══ EXCERPTED TEXT ══

- Conference: Independent
- Record: 5–2–2
- Head coach: Sally Miles (2nd season);
- Captain: James A. Nutter
- Home stadium: Gibboney Field

= 1906 VPI football team =

American college football season

The 1906 VPI football team represented Virginia Agricultural and Mechanical College and Polytechnic Institute in the 1906 college football season. The team was led by their head coach Sally Miles and finished with a record of five wins, two losses, and two ties (5–2–2).

==Schedule==

| Date | Time | Opponent | Site | Result | Attendance | Source |
|---|---|---|---|---|---|---|
| October 6 |  | vs. William & Mary | Fair Grounds; Roanoke, VA; | W 12–0 | 450 |  |
| October 8 |  | William & Mary | Gibboney Field; Blacksburg, VA; | W 28–0 |  |  |
| October 13 |  | at Clemson | Bowman Field; Calhoun, SC; | T 0–0 |  |  |
| October 27 | 3:00 p.m. | vs. North Carolina | Broad Street Park; Richmond, VA; | T 0–0 | 4,000 |  |
| November 3 |  | Roanoke | Gibboney Field; Blacksburg, VA; | W 18–0 |  |  |
| November 10 | 3:00 p.m. | vs. Bucknell | Lafayette Field; Norfolk, VA; | L 0–10 |  |  |
| November 17 | 2:30 p.m. | Davidson | Gibboney Field; Blacksburg, VA; | W 10–0 |  |  |
| November 24 |  | at Navy | Worden Field; Annapolis, MD; | L 0–5 |  |  |
| November 29 |  | vs. North Carolina A&M | Broad Street Park; Richmond, VA; | W 6–0 | 10,000 |  |

==Before the season==
The 1905 VPI football team compiled a 9–1 record and were led by Sally Miles in his first season as head coach.

==Game summaries==
===William & Mary (first game)===

VPI's first game of the season was a victory over William & Mary at the Fair Grounds in Roanoke, Virginia.

The starting lineup for VPI was: Grant (left end), Diffendal (left tackle), Cunningham (left guard), Johnson (center), Bonner (right guard), Garnett (right tackle), Worthington (right end), Montague (quarterback), Nutter (left halfback), Hodgson (right halfback), Smith (fullback).

The starting lineup for William & Mary was: Dade (left end), George Hankins (left tackle), James Kirkmyer (left guard), C. Hall (center), G. A. B. Dovell (right guard), Robert Strong (right tackle), Grant (right end), G. A. Dovell (quarterback), Somers (left halfback), George Ferguson (right halfback), Henry Carter (fullback).

═══

**QUESTIONS ON THE MATERIAL:**
• 1. Render this sentence from the 1906 VPI football text in Spanish: "VPI's first game of the season was a victory over William & Mary at the Fair Grounds in Roanoke, Virginia."
• 2. Retype the portion of the 1906 VPI football text starting at "VPI's first game" and ending at "halfback), Smith (fullback).".
Rely solely on the 1906 VPI football text for what comes next.

══ EXERCISE DATA ══

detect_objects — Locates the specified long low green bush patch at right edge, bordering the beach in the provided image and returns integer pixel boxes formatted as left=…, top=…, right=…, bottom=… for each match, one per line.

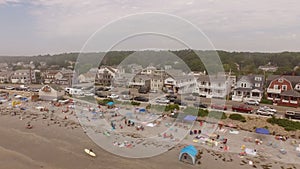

═══

**EXERCISE RESULTS:**
• 1. El primer partido de la temporada de VPI fue una victoria sobre William & Mary en el Fair Grounds de Roanoke, Virginia.

• 2.
VPI's first game of the season was a victory over William & Mary at the Fair Grounds in Roanoke, Virginia.

The starting lineup for VPI was: Grant (left end), Diffendal (left tackle), Cunningham (left guard), Johnson (center), Bonner (right guard), Garnett (right tackle), Worthington (right end), Montague (quarterback), Nutter (left halfback), Hodgson (right halfback), Smith (fullback).